*YOUR TASKS*.
a – Can you rewrite the paragraph in the deep MIMO detection text that begins "Our goal is to do a binary MIMO detection" as a shorter list that keeps its main facts?
b – Can you extract the passage from the deep MIMO detection text starting with "Deep MIMO Detection with" and going on through "closely to [1].", word for word?

--- Start SELECTED EXTRACT ---

Deep MIMO Detection with ResNet Features

This code is provided as supplementary material of the lecture Machine Learning and Optimization in Communications (MLOC).

This code illustrates:

  • Implementation and optimization of the deep MIMO detector DetNet introduced by [1]. This code implements DetNet closely to [1].
  • This code adds a ResNet feature to improve learning of initial layers in a deep architecture

[1] N. Samuel, T. Diskin and A. Wiesel, "Deep MIMO detection," 2017 IEEE 18th International Workshop on Signal Processing Advances in Wireless Communications (SPAWC), Sapporo, 2017, pp. 1-5.


In [1]:
import tensorflow.compat.v1 as tf
tf.disable_v2_behavior()
import numpy as np
import matplotlib.pyplot as plt
from matplotlib.pyplot import cm
%matplotlib inline


WARNING:tensorflow:From /home/schmalen/anaconda3/envs/lecture_MLOC/lib/python3.6/site-packages/tensorflow/python/compat/compat.py:175: disable_resource_variables (from tensorflow.python.ops.variable_scope) is deprecated and will be removed in a future version.
Instructions for updating:
non-resource variables are not supported in the long term

Our goal is to do a binary MIMO detection with a deep neural network as it is proposed in [1]. Given is a $K \times N$ MIMO channel. The channel matrix $\mathbf{H}$ is varying for each sample and is known to the detector. After applying AWGN, the detector receives the signal and detects the data bits. The optimal maximum likelihood detector has a too high worst case computational complexity and is therefore impractical for many applications [1]. Existing suboptimal MIMO detectors are e.g. zero forcing, minimum mean squared error or the matched filter. The idea is, that a deep neural network gains better performance than the so far known suboptimal detectors without getting too computationally complex.

--- End SELECTED EXTRACT ---
--- Start MATERIAL PROVIDED ---

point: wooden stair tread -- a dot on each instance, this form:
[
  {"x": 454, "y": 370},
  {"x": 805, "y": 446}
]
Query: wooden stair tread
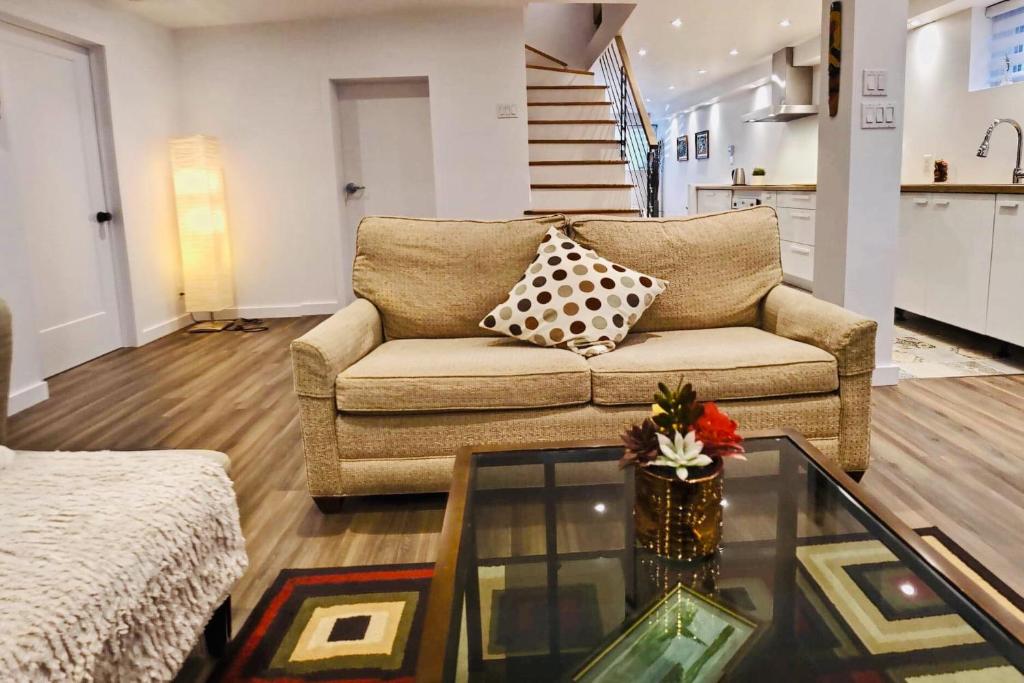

--- End MATERIAL PROVIDED ---

*SOLUTIONS IN ORDER*.
a –
- Goal: binary MIMO detection with a deep neural network, as proposed in [1].
- Setup: a K × N MIMO channel whose channel matrix H varies for each sample and is known to the detector.
- After AWGN is applied, the detector receives the signal and detects the data bits.
- The optimal maximum likelihood detector has too high a worst-case computational complexity, making it impractical for many applications [1].
- Existing suboptimal detectors include zero forcing, minimum mean squared error and the matched filter.
- The idea is for a deep neural network to outperform these suboptimal detectors without becoming too computationally complex.

b –
Deep MIMO Detection with ResNet Features

This code is provided as supplementary material of the lecture Machine Learning and Optimization in Communications (MLOC).

This code illustrates:

  • Implementation and optimization of the deep MIMO detector DetNet introduced by [1]. This code implements DetNet closely to [1].